- [Written instruction a]: Could you repeat the part of the Mursley text that opens with "The village was at" and closes with "has since disappeared.", substituting "country house" for "manor house" each time it appears?

- [Page]:

Mursley is a small village in and also a civil parish in Buckinghamshire, England.  It is located about three miles east of Winslow and about seven miles south west of Central Milton Keynes.

The village name is Old English in origin, and is thought to mean 'Myrsa's woodland clearing'. In the Domesday Book of 1086 the village was recorded as Muselai, with the form Murselai being attested from the thirteenth century.

The village was at one time a more important place; it was once a market town, by virtue of a royal charter granted in 1230, and the centre of the local deanery. "The prosperity of the town continued until well into the 17th century" but around the middle of the 18th century, Mursley was described as having "dwindled into a neglected village', being 'small and depopulated', the parish having about 66 families and 258 souls."

There was  at one time a manor in the locality called "Salden", within which stood a manor house built by the Chancellor of the Exchequer from 1589 until 1603, John Fortescue of Salden (1531–1607). The manor house was visited by King James I and Anne of Denmark in 1603.  It has since disappeared.

- [Records for the exercise]:
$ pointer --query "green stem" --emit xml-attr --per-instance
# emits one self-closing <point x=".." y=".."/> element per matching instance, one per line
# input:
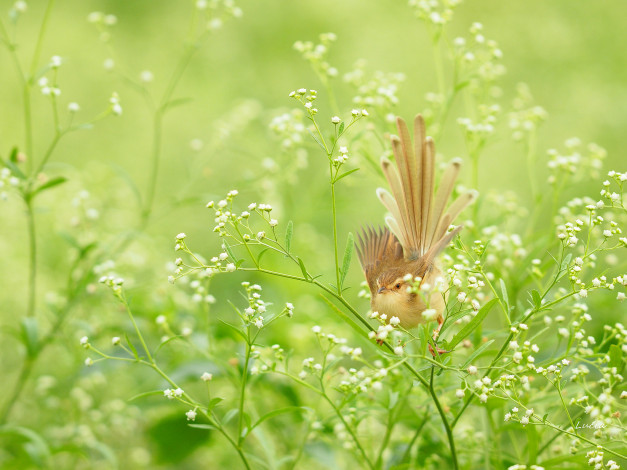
<point x="137" y="331"/>
<point x="240" y="423"/>
<point x="32" y="272"/>
<point x="337" y="262"/>
<point x="158" y="129"/>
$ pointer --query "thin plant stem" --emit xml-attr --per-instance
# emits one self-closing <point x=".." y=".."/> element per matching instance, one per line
<point x="32" y="265"/>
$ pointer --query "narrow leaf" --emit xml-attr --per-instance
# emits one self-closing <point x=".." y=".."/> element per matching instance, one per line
<point x="274" y="413"/>
<point x="474" y="323"/>
<point x="616" y="357"/>
<point x="146" y="394"/>
<point x="346" y="174"/>
<point x="228" y="250"/>
<point x="348" y="254"/>
<point x="303" y="269"/>
<point x="213" y="403"/>
<point x="537" y="299"/>
<point x="30" y="336"/>
<point x="289" y="233"/>
<point x="13" y="155"/>
<point x="130" y="345"/>
<point x="477" y="352"/>
<point x="504" y="293"/>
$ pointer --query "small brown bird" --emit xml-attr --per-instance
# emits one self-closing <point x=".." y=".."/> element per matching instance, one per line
<point x="418" y="229"/>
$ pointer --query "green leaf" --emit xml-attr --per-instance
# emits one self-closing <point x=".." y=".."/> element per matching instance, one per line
<point x="289" y="233"/>
<point x="346" y="174"/>
<point x="146" y="394"/>
<point x="477" y="352"/>
<point x="348" y="254"/>
<point x="228" y="250"/>
<point x="474" y="323"/>
<point x="261" y="253"/>
<point x="318" y="142"/>
<point x="13" y="155"/>
<point x="229" y="416"/>
<point x="616" y="357"/>
<point x="272" y="414"/>
<point x="30" y="336"/>
<point x="51" y="183"/>
<point x="14" y="169"/>
<point x="303" y="269"/>
<point x="203" y="426"/>
<point x="130" y="345"/>
<point x="36" y="446"/>
<point x="537" y="299"/>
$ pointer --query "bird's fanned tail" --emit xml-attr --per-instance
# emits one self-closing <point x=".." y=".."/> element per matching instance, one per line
<point x="419" y="218"/>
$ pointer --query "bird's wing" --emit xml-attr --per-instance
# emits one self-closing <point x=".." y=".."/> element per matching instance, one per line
<point x="418" y="216"/>
<point x="376" y="249"/>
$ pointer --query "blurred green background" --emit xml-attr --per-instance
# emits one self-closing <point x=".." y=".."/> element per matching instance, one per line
<point x="570" y="54"/>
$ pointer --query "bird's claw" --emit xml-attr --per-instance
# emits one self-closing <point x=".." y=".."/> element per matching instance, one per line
<point x="440" y="351"/>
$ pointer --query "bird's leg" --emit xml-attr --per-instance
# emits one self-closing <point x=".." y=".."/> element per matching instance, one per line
<point x="436" y="333"/>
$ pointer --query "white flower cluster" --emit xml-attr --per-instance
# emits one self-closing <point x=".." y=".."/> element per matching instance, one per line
<point x="523" y="419"/>
<point x="316" y="54"/>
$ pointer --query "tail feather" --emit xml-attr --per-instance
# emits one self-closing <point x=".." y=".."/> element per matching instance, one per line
<point x="418" y="218"/>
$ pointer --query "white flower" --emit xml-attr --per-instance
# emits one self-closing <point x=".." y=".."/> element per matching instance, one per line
<point x="206" y="377"/>
<point x="429" y="314"/>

- [Written instruction b]: Which lines of the records contain the string "leaf"? Return each of those lines.

- [Full answer a]:
The village was at one time a more important place; it was once a market town, by virtue of a royal charter granted in 1230, and the centre of the local deanery. "The prosperity of the town continued until well into the 17th century" but around the middle of the 18th century, Mursley was described as having "dwindled into a neglected village', being 'small and depopulated', the parish having about 66 families and 258 souls."

There was  at one time a manor in the locality called "Salden", within which stood a country house built by the Chancellor of the Exchequer from 1589 until 1603, John Fortescue of Salden (1531–1607). The country house was visited by King James I and Anne of Denmark in 1603.  It has since disappeared.

- [Full answer b]:
$ pointer --query "narrow leaf" --emit xml-attr --per-instance
$ pointer --query "green leaf" --emit xml-attr --per-instance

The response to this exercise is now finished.